[Opening TEXT SECTION section]
The Biden administration continues to apply “Title 42,” a public health order that the Trump administration put into place at the outset of the COVID-19 pandemic in March 2020. As implemented, Title 42 allows Border Patrol to expel migrants it encounters back to their countries of origin—or, if they are Salvadoran, Guatemalan, or Honduran, back into Mexico. In most cases, expulsion occurs in as little as an hour or two. In nearly all cases, it occurs without migrants getting any chance to ask for asylum or other protection.

Over 85 percent of single adult migrants and about a third of migrants arriving as families with children are expelled. The Biden administration is not expelling children who arrive unaccompanied, unless they are from Mexico (and a court prohibited the Trump administration, too, from expelling children during its last two months). CBP is flying Central American families every day from south Texas—where Mexico has placed limits on expulsions—to El Paso and San Diego, then expelling them there.

“By sending asylum seekers back to danger without asylum assessments, the administration fails to protect refugees and blatantly violates U.S. refugee laws and treaties,” reads a report published on April 20 by Human Rights First, Al Otro Lado, and the Haitian Bridge Alliance. The product of a big team of researchers, the 33-page document offers an up-to-the-moment view of the suffering that the Biden administration’s application of Title 42 is causing. Failure to Protect is a very informative, but brutal, read.

Its most alarming topline finding: “Human Rights First has tracked at least 492 attacks and kidnappings suffered by asylum seekers turned away or stranded in Mexico since President Biden took office in January 2021.” The organizations count 17 countries, from Russia to Venezuela to Somalia, whose citizens have been expelled since Biden was sworn in. Since February 2021, 27 expulsion flights have sent 1,400 adults and children back to Haiti.

Among the report’s many alarming examples:

  • “In February 2021, a 37-year-old asylum seeker who fled Haiti after being kidnapped, beaten, and raped because of her involvement with a political opposition group was expelled to Haiti with her husband and baby, where they are now in hiding.”
  • “Nicaraguan authorities detained a Nicaraguan political activist, her husband, and seven-year-old child for 11 days, interrogated, and beat the couple after CBP expelled the family along with approximately 200 other Nicaraguans in June 2020.”
  • “Nine- and fourteen-year-old Honduran children were kidnapped with their asylum-seeking mother in Monterrey in March 2021 after CBP expelled them three times since December 2020.”
  • “In February 2021, a Guatemalan woman who had been expelled by CBP to Mexicali after attempting to seek asylum was raped in Tijuana.”
  • “CBP expelled a 15-year-old Guatemalan boy and his asylum-seeking mother to Ciudad Juárez where they had been kidnapped in February 2021. The woman told Human Rights First researchers that when she tried to explain the danger she faced, U.S. immigration officers told her that they didn’t care because ‘the president is not giving political asylum to anyone.’ CBP expelled the family to dangerous Ciudad Juárez at night during a snowstorm after they were held in CBP custody for days without food or water.”
[Closing TEXT SECTION section]
[Opening DATA EXTRACT section]
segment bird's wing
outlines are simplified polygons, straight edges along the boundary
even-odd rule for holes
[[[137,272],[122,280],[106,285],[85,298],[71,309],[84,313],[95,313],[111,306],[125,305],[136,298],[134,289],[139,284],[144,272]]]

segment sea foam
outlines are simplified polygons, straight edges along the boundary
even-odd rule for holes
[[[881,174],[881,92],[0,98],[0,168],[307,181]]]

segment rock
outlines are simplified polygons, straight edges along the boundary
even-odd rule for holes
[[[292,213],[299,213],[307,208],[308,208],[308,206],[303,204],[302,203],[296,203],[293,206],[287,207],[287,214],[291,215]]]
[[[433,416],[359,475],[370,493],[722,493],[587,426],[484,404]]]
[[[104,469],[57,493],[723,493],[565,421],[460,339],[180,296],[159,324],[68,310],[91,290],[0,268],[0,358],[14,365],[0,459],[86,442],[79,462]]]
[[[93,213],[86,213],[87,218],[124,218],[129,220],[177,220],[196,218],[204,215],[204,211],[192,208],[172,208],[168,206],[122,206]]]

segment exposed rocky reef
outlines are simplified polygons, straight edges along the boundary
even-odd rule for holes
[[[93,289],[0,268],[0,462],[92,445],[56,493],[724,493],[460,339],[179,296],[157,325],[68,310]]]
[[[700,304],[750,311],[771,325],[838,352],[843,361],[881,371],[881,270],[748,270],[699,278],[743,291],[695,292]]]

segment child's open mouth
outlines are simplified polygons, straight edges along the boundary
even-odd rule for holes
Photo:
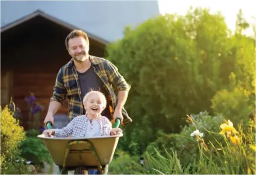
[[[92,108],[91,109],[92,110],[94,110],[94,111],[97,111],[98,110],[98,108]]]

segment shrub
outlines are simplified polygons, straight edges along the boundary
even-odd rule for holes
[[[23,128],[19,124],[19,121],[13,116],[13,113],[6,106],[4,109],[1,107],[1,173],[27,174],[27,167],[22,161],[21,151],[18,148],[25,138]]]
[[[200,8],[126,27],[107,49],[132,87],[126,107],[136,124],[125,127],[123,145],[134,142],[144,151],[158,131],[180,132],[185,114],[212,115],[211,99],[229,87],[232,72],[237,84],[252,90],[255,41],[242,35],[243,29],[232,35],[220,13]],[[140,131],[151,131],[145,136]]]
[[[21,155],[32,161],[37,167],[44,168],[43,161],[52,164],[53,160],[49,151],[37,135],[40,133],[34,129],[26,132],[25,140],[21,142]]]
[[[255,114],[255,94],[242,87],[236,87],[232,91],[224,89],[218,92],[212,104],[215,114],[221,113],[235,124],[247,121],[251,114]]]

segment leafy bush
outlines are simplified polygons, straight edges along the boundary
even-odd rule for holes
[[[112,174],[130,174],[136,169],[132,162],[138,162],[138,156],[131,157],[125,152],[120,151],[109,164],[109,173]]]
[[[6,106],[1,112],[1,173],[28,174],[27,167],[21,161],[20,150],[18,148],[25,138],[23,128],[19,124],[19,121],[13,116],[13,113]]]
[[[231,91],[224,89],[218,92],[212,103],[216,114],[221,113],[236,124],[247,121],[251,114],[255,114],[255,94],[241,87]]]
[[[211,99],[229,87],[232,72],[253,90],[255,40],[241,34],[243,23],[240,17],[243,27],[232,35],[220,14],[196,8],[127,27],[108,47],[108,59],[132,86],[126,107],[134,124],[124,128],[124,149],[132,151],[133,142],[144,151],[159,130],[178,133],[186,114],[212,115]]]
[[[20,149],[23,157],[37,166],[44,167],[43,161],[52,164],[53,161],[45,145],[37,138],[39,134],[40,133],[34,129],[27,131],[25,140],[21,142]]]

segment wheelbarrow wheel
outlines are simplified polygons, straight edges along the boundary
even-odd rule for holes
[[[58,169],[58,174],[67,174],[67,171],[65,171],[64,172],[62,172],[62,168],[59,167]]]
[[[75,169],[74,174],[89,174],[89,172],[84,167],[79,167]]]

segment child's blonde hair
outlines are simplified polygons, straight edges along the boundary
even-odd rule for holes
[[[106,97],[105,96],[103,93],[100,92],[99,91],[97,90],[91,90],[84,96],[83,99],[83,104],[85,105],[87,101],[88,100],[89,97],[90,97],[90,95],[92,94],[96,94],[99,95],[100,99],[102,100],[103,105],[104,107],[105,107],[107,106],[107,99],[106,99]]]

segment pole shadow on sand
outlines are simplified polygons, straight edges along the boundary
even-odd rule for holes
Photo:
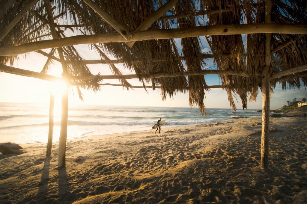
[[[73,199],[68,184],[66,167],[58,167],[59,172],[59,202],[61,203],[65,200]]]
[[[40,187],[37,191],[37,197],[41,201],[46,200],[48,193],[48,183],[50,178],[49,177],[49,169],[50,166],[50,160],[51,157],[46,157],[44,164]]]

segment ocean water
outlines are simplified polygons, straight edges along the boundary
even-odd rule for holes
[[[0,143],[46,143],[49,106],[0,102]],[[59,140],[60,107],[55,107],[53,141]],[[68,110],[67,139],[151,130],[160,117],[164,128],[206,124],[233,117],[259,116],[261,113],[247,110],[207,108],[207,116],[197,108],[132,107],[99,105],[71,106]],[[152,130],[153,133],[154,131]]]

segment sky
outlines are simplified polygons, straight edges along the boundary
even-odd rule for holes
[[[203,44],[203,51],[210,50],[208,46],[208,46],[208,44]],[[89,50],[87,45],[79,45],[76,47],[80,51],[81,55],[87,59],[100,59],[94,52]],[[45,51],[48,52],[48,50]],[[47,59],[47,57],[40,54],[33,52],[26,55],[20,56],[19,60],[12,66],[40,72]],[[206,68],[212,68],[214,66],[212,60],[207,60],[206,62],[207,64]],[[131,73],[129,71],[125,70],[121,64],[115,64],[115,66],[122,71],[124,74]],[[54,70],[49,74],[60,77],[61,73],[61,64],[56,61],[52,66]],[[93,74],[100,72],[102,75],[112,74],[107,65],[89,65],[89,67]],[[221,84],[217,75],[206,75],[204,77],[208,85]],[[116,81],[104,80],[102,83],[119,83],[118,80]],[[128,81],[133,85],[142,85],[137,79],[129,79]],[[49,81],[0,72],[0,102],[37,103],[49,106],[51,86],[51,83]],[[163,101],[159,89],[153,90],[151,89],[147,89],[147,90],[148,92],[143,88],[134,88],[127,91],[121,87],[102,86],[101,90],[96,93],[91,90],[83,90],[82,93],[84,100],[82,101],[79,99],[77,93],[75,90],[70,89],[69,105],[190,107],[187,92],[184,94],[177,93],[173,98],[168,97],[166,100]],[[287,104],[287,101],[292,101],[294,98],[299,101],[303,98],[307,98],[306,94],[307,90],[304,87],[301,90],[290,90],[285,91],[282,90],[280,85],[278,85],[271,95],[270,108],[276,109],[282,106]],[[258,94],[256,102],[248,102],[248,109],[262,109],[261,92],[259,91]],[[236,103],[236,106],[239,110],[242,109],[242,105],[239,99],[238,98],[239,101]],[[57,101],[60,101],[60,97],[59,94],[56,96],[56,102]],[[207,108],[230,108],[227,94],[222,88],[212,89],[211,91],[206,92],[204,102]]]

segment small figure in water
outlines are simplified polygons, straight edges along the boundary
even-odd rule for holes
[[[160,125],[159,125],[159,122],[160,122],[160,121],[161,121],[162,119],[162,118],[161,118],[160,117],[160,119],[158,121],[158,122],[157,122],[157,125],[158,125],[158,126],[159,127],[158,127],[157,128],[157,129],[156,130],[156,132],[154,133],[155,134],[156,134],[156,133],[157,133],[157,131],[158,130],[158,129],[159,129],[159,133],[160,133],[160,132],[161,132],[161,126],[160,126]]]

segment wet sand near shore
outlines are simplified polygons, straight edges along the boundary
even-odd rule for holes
[Closing DATA EXTRACT section]
Rewrite the text on Title 42 expulsions, starting with "The Biden administration continues" and going on through "or other protection.", with "Border Patrol" changed to "immigration agents".

§ **THE COMPLETED TASK**
The Biden administration continues to apply “Title 42,” a public health order that the Trump administration put into place at the outset of the COVID-19 pandemic in March 2020. As implemented, Title 42 allows immigration agents to expel migrants it encounters back to their countries of origin—or, if they are Salvadoran, Guatemalan, or Honduran, back into Mexico. In most cases, expulsion occurs in as little as an hour or two. In nearly all cases, it occurs without migrants getting any chance to ask for asylum or other protection.